● **Request**:
Please rewrite the listing below, swapping every "gets a single marker" for "receives one marker" and leaving all other text unchanged. Leave the pictures out of your answer.

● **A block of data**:
=-=-=-=-=
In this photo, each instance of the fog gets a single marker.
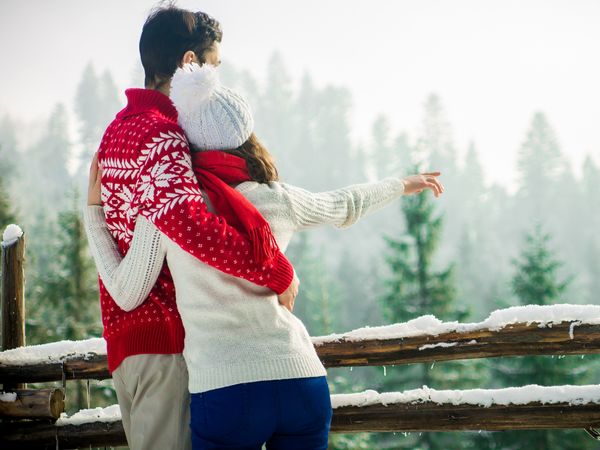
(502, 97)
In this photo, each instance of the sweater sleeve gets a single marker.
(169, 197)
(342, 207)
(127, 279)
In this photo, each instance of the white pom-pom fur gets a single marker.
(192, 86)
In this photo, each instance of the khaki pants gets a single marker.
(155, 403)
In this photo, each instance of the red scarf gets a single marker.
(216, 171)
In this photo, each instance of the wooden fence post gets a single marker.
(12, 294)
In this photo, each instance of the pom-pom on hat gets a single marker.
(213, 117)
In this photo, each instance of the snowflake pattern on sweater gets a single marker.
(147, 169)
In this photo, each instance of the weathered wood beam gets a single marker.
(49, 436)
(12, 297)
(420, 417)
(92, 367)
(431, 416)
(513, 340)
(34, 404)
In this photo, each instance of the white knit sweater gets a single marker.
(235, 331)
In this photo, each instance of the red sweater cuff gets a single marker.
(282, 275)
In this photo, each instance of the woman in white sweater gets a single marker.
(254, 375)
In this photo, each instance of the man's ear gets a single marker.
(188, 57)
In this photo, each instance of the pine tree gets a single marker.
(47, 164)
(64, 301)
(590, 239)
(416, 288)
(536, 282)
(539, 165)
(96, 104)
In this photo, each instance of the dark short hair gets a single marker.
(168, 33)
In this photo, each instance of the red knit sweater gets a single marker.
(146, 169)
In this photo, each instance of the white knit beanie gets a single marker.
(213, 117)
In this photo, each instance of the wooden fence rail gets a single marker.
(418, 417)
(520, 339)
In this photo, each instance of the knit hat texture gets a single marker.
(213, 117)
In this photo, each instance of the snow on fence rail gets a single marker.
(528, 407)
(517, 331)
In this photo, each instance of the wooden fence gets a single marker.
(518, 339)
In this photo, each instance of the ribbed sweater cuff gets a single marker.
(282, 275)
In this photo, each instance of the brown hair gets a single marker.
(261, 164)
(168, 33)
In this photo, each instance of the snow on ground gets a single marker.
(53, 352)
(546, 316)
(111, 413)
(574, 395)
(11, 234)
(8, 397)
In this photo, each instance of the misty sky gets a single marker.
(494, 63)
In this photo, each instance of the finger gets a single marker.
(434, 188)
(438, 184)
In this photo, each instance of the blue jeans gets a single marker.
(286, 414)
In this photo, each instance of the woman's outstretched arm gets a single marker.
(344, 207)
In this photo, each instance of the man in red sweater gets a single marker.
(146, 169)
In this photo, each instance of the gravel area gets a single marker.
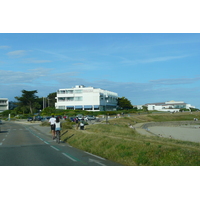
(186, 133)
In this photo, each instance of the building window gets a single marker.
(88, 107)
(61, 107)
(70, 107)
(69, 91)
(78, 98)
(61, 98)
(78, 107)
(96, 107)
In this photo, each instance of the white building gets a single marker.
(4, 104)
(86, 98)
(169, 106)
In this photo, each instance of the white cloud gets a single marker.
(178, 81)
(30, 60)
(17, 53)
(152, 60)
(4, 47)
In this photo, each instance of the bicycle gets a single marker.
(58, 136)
=-=-=-=-=
● **Expected output**:
In this photo, each instance of the fog receives one marker.
(502, 97)
In this photo, each instance of the sweater sleeve receives one marker.
(169, 197)
(342, 207)
(127, 279)
In this photo, each instance of the white pom-pom fur receives one marker.
(192, 86)
In this photo, each instance of the khaki pants receives one marker.
(155, 403)
In this photo, each instance of the red scarf receives one marker.
(216, 171)
In this photo, each instance of the wooden fence post receives one marker.
(12, 294)
In this photo, each instance of the pom-pom on hat receives one marker.
(213, 117)
In this photo, each instance of the snowflake pattern on sweater receives one marker.
(147, 169)
In this photo, each instance of the weathered wood beam receives one marker.
(49, 436)
(12, 297)
(420, 417)
(92, 367)
(431, 416)
(513, 340)
(34, 404)
In this photo, each instance of the white knit sweater receives one marker.
(235, 331)
In this photo, each instance of the red sweater cuff receives one marker.
(282, 275)
In this photo, each instance of the woman in white sweater receives one marker.
(254, 375)
In this photo, each instance of the man's ear receives one marker.
(188, 57)
In this photo, each instance of the pine tree receives one marker.
(47, 164)
(64, 301)
(590, 239)
(416, 288)
(536, 282)
(539, 165)
(96, 104)
In this photo, each instance of the dark short hair receives one marker.
(168, 33)
In this photo, each instance of the red knit sweater receives one marker.
(146, 169)
In this photo, each instance of the white knit beanie receives one marker.
(213, 117)
In this photo, each instance of the wooden fence rail receives one marker.
(418, 417)
(520, 339)
In this photo, each instance of the knit hat texture receives one marker.
(213, 117)
In this photo, each instance of the snow on fence rail receives one marker.
(528, 407)
(517, 331)
In this photo, each instance of the wooden fence receives one marker.
(518, 339)
In this photo, each instance of the ribbed sweater cuff receives one marker.
(282, 275)
In this photo, each instance of the brown hair receives one marker.
(261, 164)
(168, 33)
In this photo, each instance of the snow on ground receives one marker.
(53, 352)
(546, 316)
(111, 413)
(574, 395)
(11, 234)
(8, 397)
In this photo, each instance of the misty sky receives one marker.
(494, 63)
In this photo, each instance of the finger receives one marker.
(434, 188)
(438, 184)
In this photo, each instance of the blue jeans receives one marker.
(286, 414)
In this photo, each instance of the woman's outstretched arm receives one marker.
(344, 207)
In this photo, each instance of the man in red sweater receives one marker.
(146, 169)
In this photo, each instance of the gravel area receives one marker.
(186, 133)
In this photo, each instance of the building window receives one marker.
(88, 107)
(61, 107)
(70, 107)
(69, 91)
(78, 98)
(61, 98)
(78, 107)
(96, 107)
In this photo, each instance of the white building receives one marker.
(4, 104)
(86, 98)
(169, 106)
In this photo, each instance of the white cloud receives one marker.
(178, 81)
(30, 60)
(17, 53)
(152, 60)
(4, 47)
In this photo, each instance of the bicycle receives one marker.
(58, 136)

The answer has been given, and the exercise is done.